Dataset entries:
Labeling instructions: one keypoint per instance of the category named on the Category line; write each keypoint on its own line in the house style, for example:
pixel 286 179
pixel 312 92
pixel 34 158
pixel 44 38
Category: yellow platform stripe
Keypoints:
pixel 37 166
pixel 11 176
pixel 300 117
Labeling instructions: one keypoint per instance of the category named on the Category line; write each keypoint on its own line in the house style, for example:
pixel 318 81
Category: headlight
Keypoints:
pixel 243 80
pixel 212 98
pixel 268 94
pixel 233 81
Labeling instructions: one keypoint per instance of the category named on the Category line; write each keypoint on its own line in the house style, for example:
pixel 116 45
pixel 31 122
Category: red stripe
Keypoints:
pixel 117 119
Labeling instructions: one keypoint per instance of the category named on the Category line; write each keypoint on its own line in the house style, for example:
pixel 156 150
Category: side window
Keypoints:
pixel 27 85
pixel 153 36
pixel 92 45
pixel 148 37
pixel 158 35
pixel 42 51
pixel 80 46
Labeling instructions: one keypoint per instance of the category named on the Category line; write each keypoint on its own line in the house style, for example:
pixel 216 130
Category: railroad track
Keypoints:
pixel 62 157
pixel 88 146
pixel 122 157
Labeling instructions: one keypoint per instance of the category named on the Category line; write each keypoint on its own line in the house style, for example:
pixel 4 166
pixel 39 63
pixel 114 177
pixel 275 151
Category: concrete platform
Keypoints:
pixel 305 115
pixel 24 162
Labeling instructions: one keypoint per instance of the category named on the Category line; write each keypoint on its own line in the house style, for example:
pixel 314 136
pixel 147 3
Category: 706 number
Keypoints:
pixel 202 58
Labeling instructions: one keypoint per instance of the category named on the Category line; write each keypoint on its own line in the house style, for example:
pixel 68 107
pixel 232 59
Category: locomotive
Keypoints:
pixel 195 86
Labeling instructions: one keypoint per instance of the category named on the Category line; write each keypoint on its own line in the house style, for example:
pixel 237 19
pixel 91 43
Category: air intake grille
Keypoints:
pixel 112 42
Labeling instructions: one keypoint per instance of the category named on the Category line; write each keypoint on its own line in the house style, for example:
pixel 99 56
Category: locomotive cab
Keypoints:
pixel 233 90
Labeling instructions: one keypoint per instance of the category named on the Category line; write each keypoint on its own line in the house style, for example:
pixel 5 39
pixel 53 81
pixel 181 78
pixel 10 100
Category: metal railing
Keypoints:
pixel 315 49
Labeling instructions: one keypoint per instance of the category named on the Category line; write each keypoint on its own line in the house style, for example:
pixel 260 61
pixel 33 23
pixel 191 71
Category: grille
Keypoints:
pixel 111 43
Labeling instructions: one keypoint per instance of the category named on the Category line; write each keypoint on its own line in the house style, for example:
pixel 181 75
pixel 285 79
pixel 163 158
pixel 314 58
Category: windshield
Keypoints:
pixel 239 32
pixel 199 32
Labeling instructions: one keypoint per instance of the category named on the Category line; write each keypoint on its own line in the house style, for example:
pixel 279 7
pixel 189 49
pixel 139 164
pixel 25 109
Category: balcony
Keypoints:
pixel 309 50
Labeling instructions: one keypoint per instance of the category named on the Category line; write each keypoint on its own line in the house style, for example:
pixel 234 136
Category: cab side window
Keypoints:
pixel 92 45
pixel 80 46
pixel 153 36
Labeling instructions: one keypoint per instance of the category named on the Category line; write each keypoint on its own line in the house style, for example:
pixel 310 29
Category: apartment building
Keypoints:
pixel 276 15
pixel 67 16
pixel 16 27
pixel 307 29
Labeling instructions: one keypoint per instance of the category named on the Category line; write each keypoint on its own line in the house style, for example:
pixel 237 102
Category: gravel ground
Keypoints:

Required work: Each entry should be retyped exactly as given.

Expected output:
Labeling instructions: one keypoint per instance of the category named on the Category line; write each keypoint on its own line in the house style, for example:
pixel 286 179
pixel 312 92
pixel 34 158
pixel 44 38
Category: yellow platform stripe
Keypoints:
pixel 37 166
pixel 11 176
pixel 300 117
Labeling instructions: one keypoint per instance of the category named on the Category line; write each keypoint on its own line in the house style, for example:
pixel 318 81
Category: headlight
Keypoints:
pixel 243 80
pixel 212 98
pixel 268 94
pixel 233 81
Labeling instructions: one keypoint per instance of the category named on the Category line; write each keypoint on its own line in the house style, for example:
pixel 116 45
pixel 31 122
Category: red stripe
Keypoints:
pixel 117 119
Labeling instructions: one keypoint per instance of the category named on the Category line; write each keypoint on its own line in the house style, for example:
pixel 156 150
Category: side window
Keypoints:
pixel 27 85
pixel 153 36
pixel 92 45
pixel 148 37
pixel 158 35
pixel 42 51
pixel 80 46
Labeling instructions: one keypoint per instance of the category named on the Category line; write each keypoint on its own line in the house style, for example:
pixel 216 130
Category: railroad track
Keypoints:
pixel 62 157
pixel 88 146
pixel 122 157
Labeling instructions: one keypoint per instance of the category named on the Category line; write each keypoint on its own line in the house style, for example:
pixel 4 166
pixel 39 63
pixel 114 177
pixel 275 151
Category: concrete platform
Keypoints:
pixel 305 115
pixel 24 162
Labeling instructions: one keypoint per instance of the category named on the Category line; write each keypoint on its own line in the house style, for example:
pixel 314 136
pixel 147 3
Category: 706 number
Keypoints:
pixel 202 58
Labeling instructions: one keypoint per instance of the category named on the Category line; write each keypoint on its own line in the house style, for example:
pixel 68 107
pixel 232 59
Category: locomotive
Keypoints:
pixel 195 86
Labeling instructions: one keypoint per instance of the category named on the Category line; write each keypoint on its own line in the house style, for example:
pixel 237 19
pixel 91 43
Category: air intake grille
Keypoints:
pixel 112 42
Labeling instructions: one keypoint per instance of the category named on the Category line; write each keypoint on its own line in the house style, for example:
pixel 99 56
Category: locomotive cab
Keypoints:
pixel 233 90
Labeling instructions: one keypoint per instance of the category named on the Category line; write each keypoint on its own line in the house style, for example:
pixel 5 39
pixel 53 81
pixel 181 78
pixel 10 100
Category: metal railing
Keypoints:
pixel 315 49
Labeling instructions: one keypoint per instance of the category named on the Category line; write each keypoint on its own line in the house style, for example:
pixel 260 61
pixel 33 23
pixel 191 71
Category: grille
Keypoints:
pixel 111 43
Labeling instructions: one keypoint per instance of the category named on the Category line; write each keypoint on its own line in the house style, for example:
pixel 181 75
pixel 285 79
pixel 163 158
pixel 314 58
Category: windshield
Keypoints:
pixel 239 32
pixel 199 32
Labeling instructions: one keypoint per instance of the category named on the Category line; write each keypoint on its own line in the house style, for example:
pixel 279 7
pixel 189 49
pixel 139 164
pixel 25 109
Category: balcony
Keypoints:
pixel 309 50
Labeling instructions: one keypoint per instance of the category named on the Category line; write each keypoint on its own line in the house style, for example:
pixel 234 136
Category: cab side window
Keypoints:
pixel 92 45
pixel 80 46
pixel 153 36
Labeling instructions: one keypoint per instance of the category named on the Category line; write each keypoint on its own line in the house style, for example:
pixel 310 29
Category: apartment building
Keypoints:
pixel 276 15
pixel 67 16
pixel 16 27
pixel 307 29
Labeling instructions: one keypoint per instance of the category named on the Category line; write each keypoint on its own line in the house style, for example:
pixel 237 102
Category: gravel ground
Keypoints:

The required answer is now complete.